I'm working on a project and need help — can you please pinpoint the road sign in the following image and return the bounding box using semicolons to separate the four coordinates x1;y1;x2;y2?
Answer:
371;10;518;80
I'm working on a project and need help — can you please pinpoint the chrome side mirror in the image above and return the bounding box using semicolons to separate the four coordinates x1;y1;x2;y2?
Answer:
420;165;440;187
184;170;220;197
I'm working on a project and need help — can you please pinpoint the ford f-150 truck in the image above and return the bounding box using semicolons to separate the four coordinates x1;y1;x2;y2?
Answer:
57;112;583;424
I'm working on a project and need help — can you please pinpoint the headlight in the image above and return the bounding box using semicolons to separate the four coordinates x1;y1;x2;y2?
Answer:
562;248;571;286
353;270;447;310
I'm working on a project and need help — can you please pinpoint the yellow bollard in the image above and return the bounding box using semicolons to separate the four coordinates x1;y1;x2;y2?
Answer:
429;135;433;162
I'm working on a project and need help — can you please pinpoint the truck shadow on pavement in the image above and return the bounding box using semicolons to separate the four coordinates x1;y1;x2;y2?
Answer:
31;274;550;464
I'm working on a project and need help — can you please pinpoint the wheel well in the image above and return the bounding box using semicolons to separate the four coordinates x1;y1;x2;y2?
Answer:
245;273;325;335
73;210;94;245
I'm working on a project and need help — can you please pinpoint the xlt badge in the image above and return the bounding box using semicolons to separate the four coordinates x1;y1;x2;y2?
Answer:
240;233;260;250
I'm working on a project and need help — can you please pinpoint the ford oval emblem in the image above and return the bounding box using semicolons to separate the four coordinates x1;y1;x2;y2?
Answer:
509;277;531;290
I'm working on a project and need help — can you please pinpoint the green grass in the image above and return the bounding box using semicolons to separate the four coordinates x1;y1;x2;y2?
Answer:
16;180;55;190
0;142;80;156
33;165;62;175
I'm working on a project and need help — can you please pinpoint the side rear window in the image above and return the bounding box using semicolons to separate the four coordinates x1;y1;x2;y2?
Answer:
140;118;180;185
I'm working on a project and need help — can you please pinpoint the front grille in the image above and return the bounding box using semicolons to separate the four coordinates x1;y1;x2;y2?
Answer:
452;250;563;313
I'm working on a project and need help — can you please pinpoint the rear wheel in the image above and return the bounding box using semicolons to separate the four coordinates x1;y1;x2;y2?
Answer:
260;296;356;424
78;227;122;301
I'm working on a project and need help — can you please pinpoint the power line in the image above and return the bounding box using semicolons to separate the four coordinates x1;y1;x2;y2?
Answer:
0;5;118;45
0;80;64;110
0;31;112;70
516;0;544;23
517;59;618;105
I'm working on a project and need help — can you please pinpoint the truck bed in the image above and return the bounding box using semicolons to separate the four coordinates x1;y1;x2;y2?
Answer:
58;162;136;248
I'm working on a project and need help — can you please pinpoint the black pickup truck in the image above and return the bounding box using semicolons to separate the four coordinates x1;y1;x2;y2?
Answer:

- [WHAT TO WORK ON]: Repeat, exactly and only, the lines above from the one containing "pinpoint the power" through the end of the material.

- [SOLVED EXERCISE]:
I'm working on a project and need help — can you please pinpoint the power line in the image above and return the bounding box using semicolons to separate the four coordinates x1;y1;x2;y2?
Answer:
0;5;118;45
0;80;64;110
0;31;112;70
516;0;544;23
517;59;618;105
I'm working on a project and need help — can you please pinpoint the truck bed in the image above and return the bounding box using semicolons to separate the four coordinates x1;y1;x2;y2?
Answer:
58;162;136;248
I'm working on a project and need help — can you please pinpoint the black pickup truck in the image above and return the bounding box using semicolons to separate the four coordinates x1;y1;x2;y2?
Answer:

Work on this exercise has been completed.